• _MATERIALS PROVIDED_:
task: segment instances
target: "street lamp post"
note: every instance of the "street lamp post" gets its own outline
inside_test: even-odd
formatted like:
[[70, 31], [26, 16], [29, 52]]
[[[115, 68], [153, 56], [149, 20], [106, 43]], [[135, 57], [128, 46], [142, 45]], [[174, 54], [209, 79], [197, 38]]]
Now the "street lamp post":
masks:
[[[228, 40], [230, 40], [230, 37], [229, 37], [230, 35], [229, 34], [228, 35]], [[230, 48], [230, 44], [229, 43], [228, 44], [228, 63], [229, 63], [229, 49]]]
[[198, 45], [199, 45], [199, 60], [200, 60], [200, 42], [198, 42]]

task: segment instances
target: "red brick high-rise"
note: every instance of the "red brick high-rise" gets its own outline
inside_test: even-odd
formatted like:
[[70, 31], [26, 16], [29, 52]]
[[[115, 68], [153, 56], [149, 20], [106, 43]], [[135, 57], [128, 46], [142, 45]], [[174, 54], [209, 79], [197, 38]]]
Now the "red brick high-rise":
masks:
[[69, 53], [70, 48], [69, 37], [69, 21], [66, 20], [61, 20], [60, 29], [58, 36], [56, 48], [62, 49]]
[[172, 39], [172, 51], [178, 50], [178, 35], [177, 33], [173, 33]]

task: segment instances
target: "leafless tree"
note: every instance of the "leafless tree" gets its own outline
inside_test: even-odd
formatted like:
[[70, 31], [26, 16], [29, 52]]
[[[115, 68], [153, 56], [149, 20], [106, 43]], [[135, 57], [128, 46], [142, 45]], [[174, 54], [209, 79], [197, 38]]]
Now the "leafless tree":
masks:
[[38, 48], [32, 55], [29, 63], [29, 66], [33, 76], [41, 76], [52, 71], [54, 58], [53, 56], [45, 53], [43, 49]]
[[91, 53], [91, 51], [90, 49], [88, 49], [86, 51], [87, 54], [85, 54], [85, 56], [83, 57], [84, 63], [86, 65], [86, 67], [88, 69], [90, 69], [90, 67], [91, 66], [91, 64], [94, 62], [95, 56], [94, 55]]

• _PROBLEM STATEMENT_: Format every line of the items above as a Markdown table with the columns "Row" and "Line", numbering each row and skipping blank lines.

• _COMPLETE OUTPUT_:
| Row | Line |
|---|---|
| 1 | task: segment instances |
| 2 | target: "street lamp post" |
| 3 | note: every instance of the "street lamp post" gets its own outline |
| 4 | inside_test: even-odd |
| 5 | formatted like: |
| 6 | [[70, 31], [26, 16], [29, 52]] |
| 7 | [[[115, 68], [153, 56], [149, 20], [106, 43]], [[135, 57], [128, 46], [142, 45]], [[174, 54], [209, 79], [197, 38]]] |
| 8 | Now the "street lamp post": |
| 9 | masks: |
| 10 | [[[228, 40], [230, 40], [230, 37], [229, 37], [230, 35], [229, 34], [228, 35]], [[230, 48], [230, 44], [229, 43], [228, 44], [228, 63], [229, 63], [229, 49]]] |
| 11 | [[198, 45], [199, 45], [199, 60], [200, 60], [200, 42], [198, 42]] |
| 12 | task: segment instances |
| 13 | target: "red brick high-rise" |
| 14 | note: every instance of the "red brick high-rise" gets its own outline |
| 15 | inside_test: even-odd |
| 16 | formatted like: |
| 17 | [[70, 31], [26, 16], [29, 52]] |
| 18 | [[[115, 68], [153, 56], [149, 20], [106, 43]], [[135, 57], [128, 46], [142, 45]], [[174, 54], [209, 79], [197, 38]]] |
| 19 | Now the "red brick high-rise": |
| 20 | masks: |
| 21 | [[69, 53], [70, 48], [69, 37], [69, 21], [66, 20], [61, 20], [60, 29], [58, 36], [56, 48], [62, 49]] |
| 22 | [[172, 39], [172, 51], [178, 50], [178, 35], [177, 33], [173, 33]] |
| 23 | task: segment instances |
| 24 | target: "leafless tree" |
| 25 | note: every instance of the "leafless tree" gets its own outline |
| 26 | inside_test: even-odd |
| 27 | formatted like: |
| 28 | [[70, 31], [26, 16], [29, 52]] |
| 29 | [[[115, 68], [153, 56], [149, 20], [106, 43]], [[135, 57], [128, 46], [142, 45]], [[174, 54], [209, 79], [197, 38]]] |
| 30 | Now the "leafless tree": |
| 31 | masks: |
| 32 | [[38, 48], [32, 55], [29, 63], [29, 66], [33, 76], [41, 76], [52, 71], [54, 58], [53, 56], [45, 53], [43, 49]] |
| 33 | [[91, 53], [91, 51], [90, 49], [88, 49], [86, 51], [87, 54], [85, 54], [85, 56], [83, 57], [84, 63], [86, 65], [86, 67], [88, 69], [90, 69], [90, 67], [91, 66], [91, 64], [94, 62], [95, 56], [94, 55]] |